Stored items:

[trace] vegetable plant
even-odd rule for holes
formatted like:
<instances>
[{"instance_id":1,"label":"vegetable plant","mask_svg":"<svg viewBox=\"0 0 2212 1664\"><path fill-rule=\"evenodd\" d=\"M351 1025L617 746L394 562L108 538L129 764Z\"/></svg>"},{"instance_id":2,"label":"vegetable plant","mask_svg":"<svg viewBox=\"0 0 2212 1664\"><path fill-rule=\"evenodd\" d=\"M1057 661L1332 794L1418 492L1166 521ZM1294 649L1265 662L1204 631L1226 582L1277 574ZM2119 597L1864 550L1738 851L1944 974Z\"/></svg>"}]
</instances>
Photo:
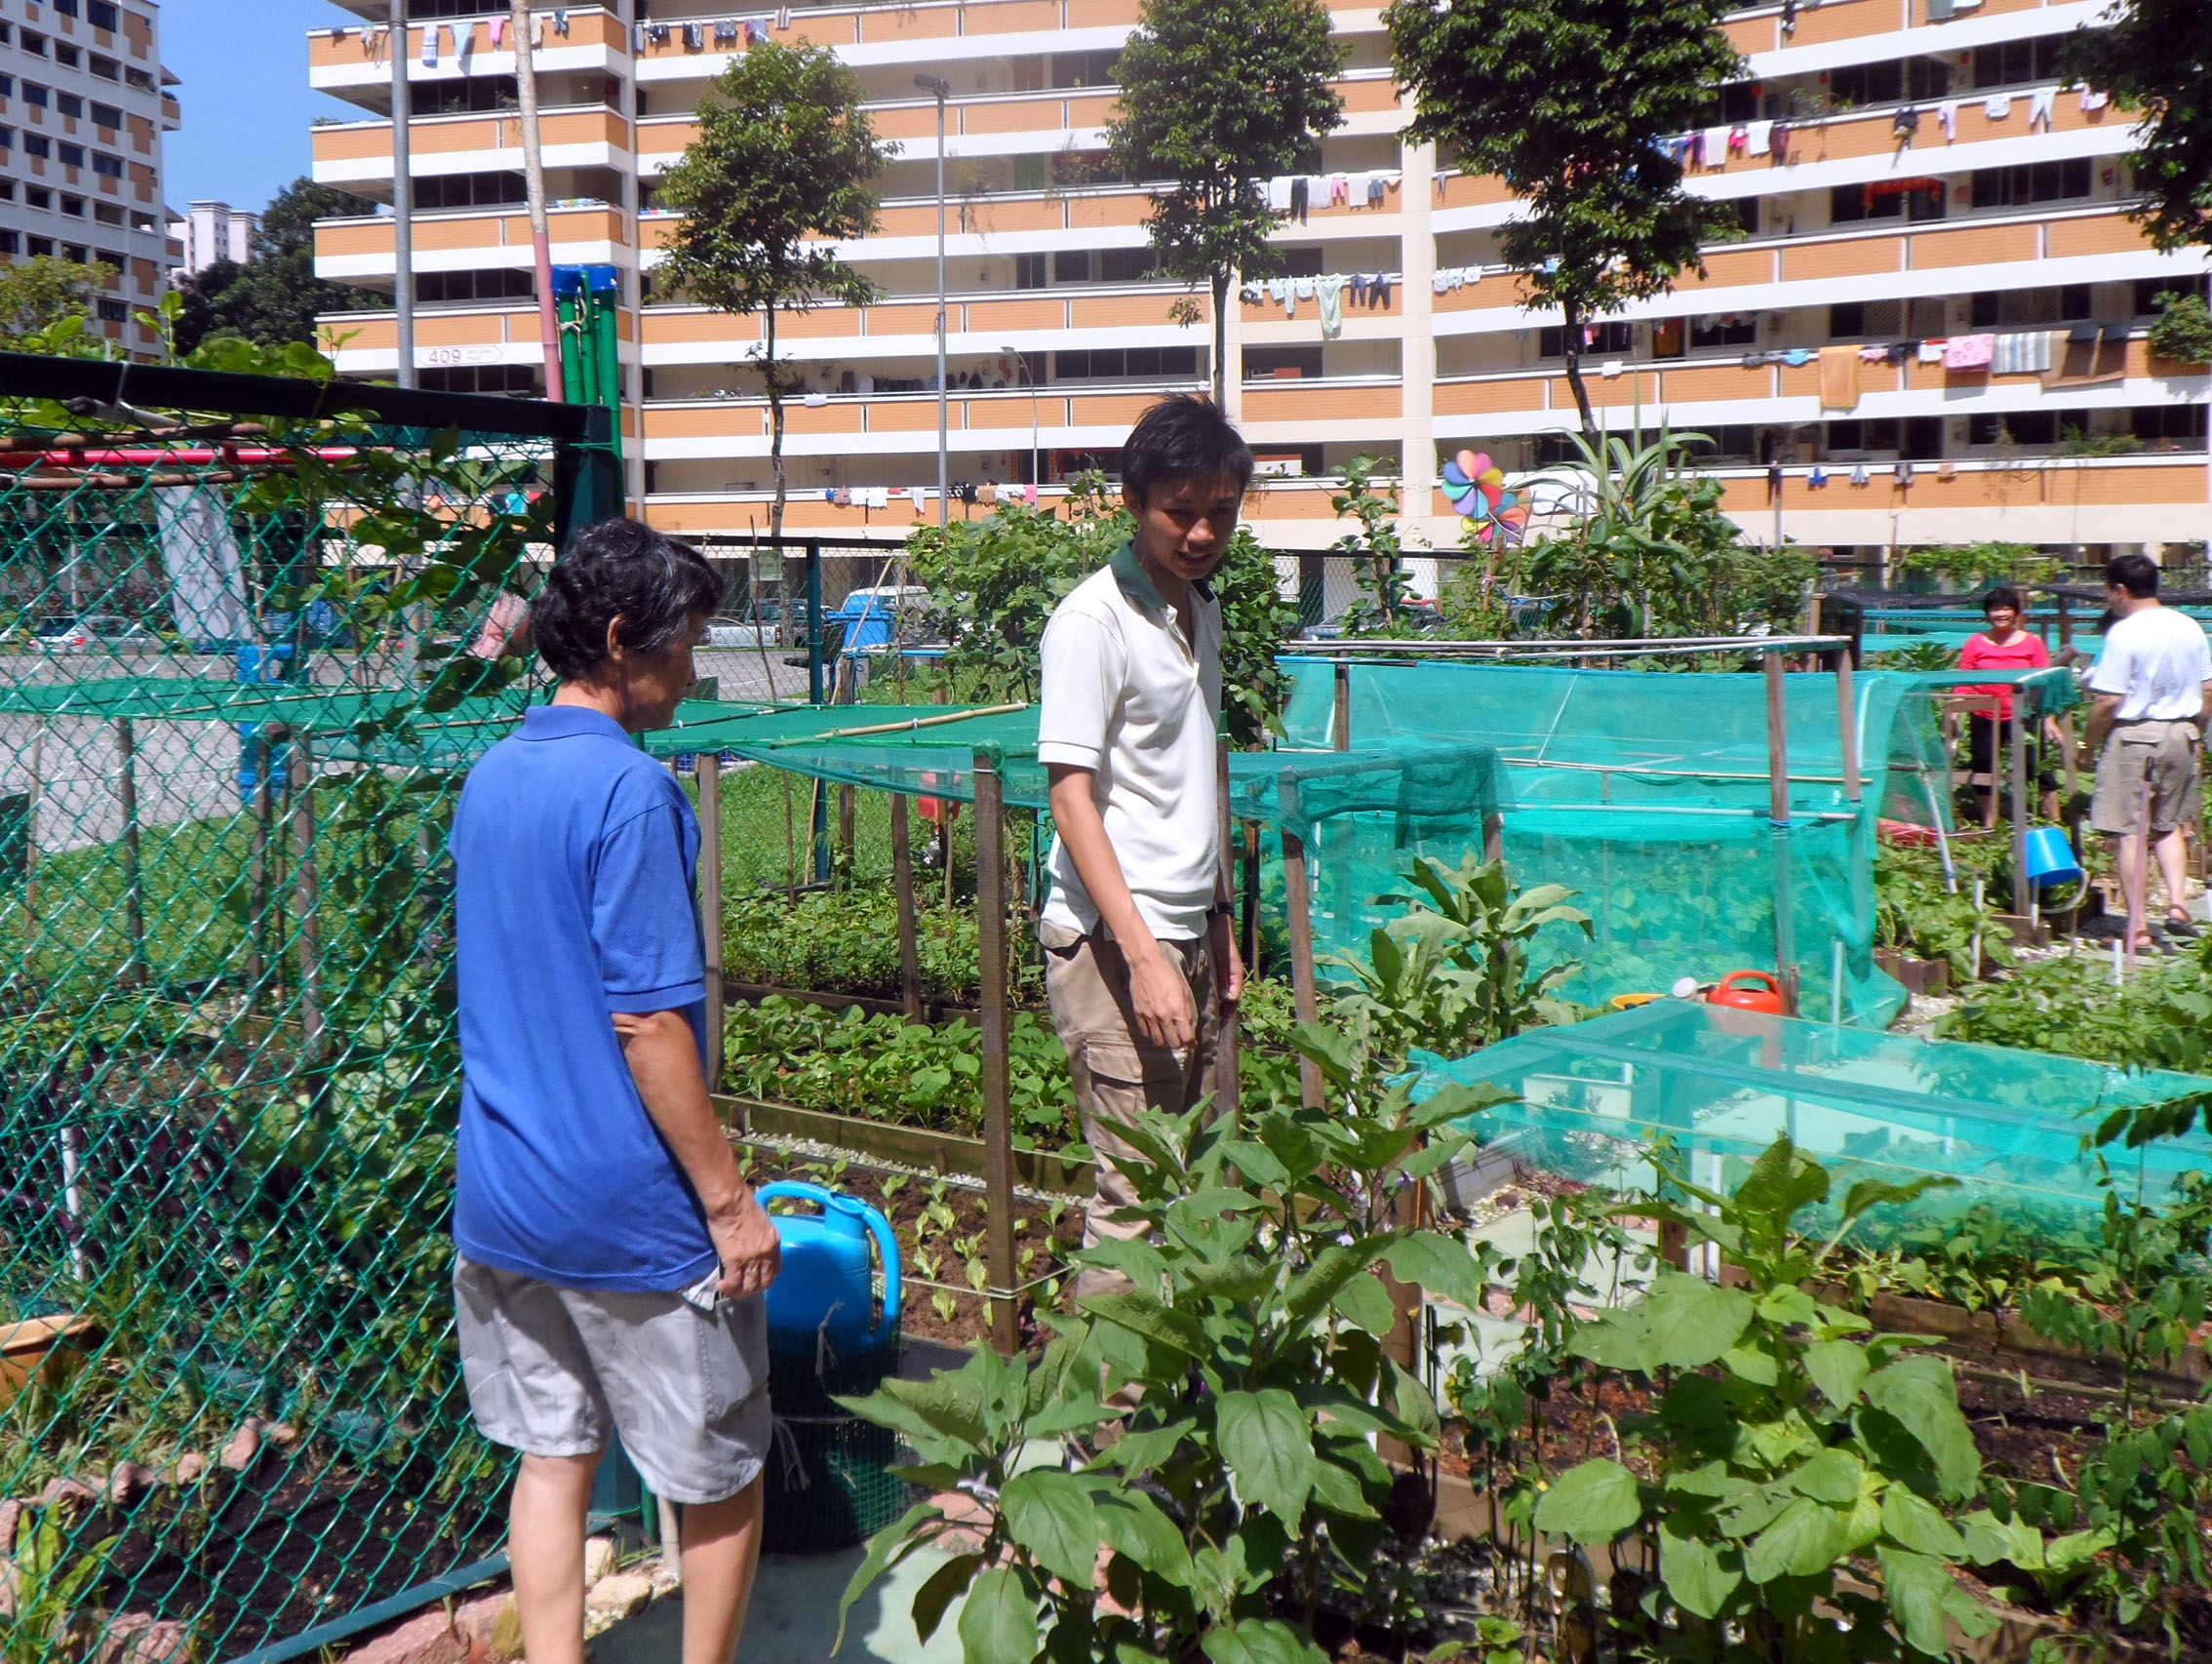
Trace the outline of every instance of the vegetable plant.
<instances>
[{"instance_id":1,"label":"vegetable plant","mask_svg":"<svg viewBox=\"0 0 2212 1664\"><path fill-rule=\"evenodd\" d=\"M2092 1533L2045 1544L2017 1516L1975 1506L1982 1460L1948 1361L1814 1291L1862 1216L1937 1181L1861 1180L1815 1242L1793 1221L1828 1203L1830 1176L1787 1138L1733 1194L1669 1177L1685 1201L1621 1210L1718 1245L1741 1286L1663 1270L1640 1303L1579 1328L1572 1349L1645 1384L1653 1410L1622 1427L1623 1459L1560 1475L1535 1515L1577 1542L1656 1545L1657 1583L1613 1614L1633 1644L1773 1664L1890 1659L1900 1646L1941 1658L1947 1626L1995 1627L1954 1567L2096 1553ZM1845 1575L1870 1571L1878 1595Z\"/></svg>"},{"instance_id":2,"label":"vegetable plant","mask_svg":"<svg viewBox=\"0 0 2212 1664\"><path fill-rule=\"evenodd\" d=\"M1084 1297L1039 1359L978 1353L849 1401L914 1446L921 1460L903 1471L940 1500L870 1544L849 1609L943 1543L951 1558L918 1592L915 1623L928 1636L965 1596L970 1664L1201 1649L1216 1664L1320 1664L1316 1612L1358 1605L1393 1553L1391 1475L1370 1436L1428 1449L1438 1431L1428 1392L1383 1344L1398 1311L1380 1274L1481 1295L1477 1255L1399 1223L1401 1202L1468 1144L1452 1123L1503 1094L1452 1088L1415 1104L1343 1036L1307 1025L1297 1044L1327 1078L1325 1111L1148 1112L1124 1129L1137 1152L1123 1169L1128 1211L1148 1235L1080 1257L1124 1274L1126 1291ZM1068 1462L1025 1454L1063 1438Z\"/></svg>"}]
</instances>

### Your instructions
Write the records out again exactly; none of the pictures belong in the copy.

### Answer area
[trace] vegetable plant
even-odd rule for holes
formatted like:
<instances>
[{"instance_id":1,"label":"vegetable plant","mask_svg":"<svg viewBox=\"0 0 2212 1664\"><path fill-rule=\"evenodd\" d=\"M351 1025L617 746L394 562L108 538L129 764Z\"/></svg>"},{"instance_id":2,"label":"vegetable plant","mask_svg":"<svg viewBox=\"0 0 2212 1664\"><path fill-rule=\"evenodd\" d=\"M1057 661L1332 794L1418 492L1166 521ZM1294 649L1265 662L1204 631L1226 582L1277 574ZM2119 597L1864 550L1738 851L1944 974Z\"/></svg>"}]
</instances>
Photo:
Trace the outline of every instance of the vegetable plant.
<instances>
[{"instance_id":1,"label":"vegetable plant","mask_svg":"<svg viewBox=\"0 0 2212 1664\"><path fill-rule=\"evenodd\" d=\"M2092 1533L2045 1544L2017 1516L1975 1506L1982 1460L1948 1361L1814 1291L1862 1216L1937 1181L1861 1180L1815 1242L1793 1221L1828 1203L1830 1176L1787 1138L1733 1194L1669 1177L1685 1201L1621 1210L1718 1245L1741 1286L1663 1270L1640 1303L1579 1328L1572 1349L1645 1384L1653 1410L1622 1427L1623 1459L1560 1475L1535 1515L1577 1542L1656 1545L1657 1583L1613 1614L1633 1644L1773 1664L1890 1659L1900 1646L1941 1658L1947 1626L1995 1627L1954 1567L2096 1553ZM1845 1575L1870 1571L1878 1595Z\"/></svg>"},{"instance_id":2,"label":"vegetable plant","mask_svg":"<svg viewBox=\"0 0 2212 1664\"><path fill-rule=\"evenodd\" d=\"M1084 1297L1039 1359L978 1353L849 1401L914 1446L921 1460L903 1471L940 1500L870 1544L849 1609L943 1543L951 1558L918 1592L915 1623L928 1636L965 1596L970 1664L1201 1649L1216 1664L1320 1664L1316 1612L1358 1605L1393 1553L1391 1475L1370 1436L1428 1449L1438 1431L1428 1392L1383 1344L1398 1311L1380 1274L1481 1295L1477 1255L1399 1223L1401 1202L1468 1144L1452 1123L1503 1094L1452 1088L1415 1104L1343 1036L1307 1025L1297 1044L1327 1078L1325 1111L1148 1112L1124 1129L1137 1152L1123 1169L1128 1211L1148 1235L1080 1257L1124 1274L1126 1291ZM1068 1462L1025 1454L1063 1438Z\"/></svg>"}]
</instances>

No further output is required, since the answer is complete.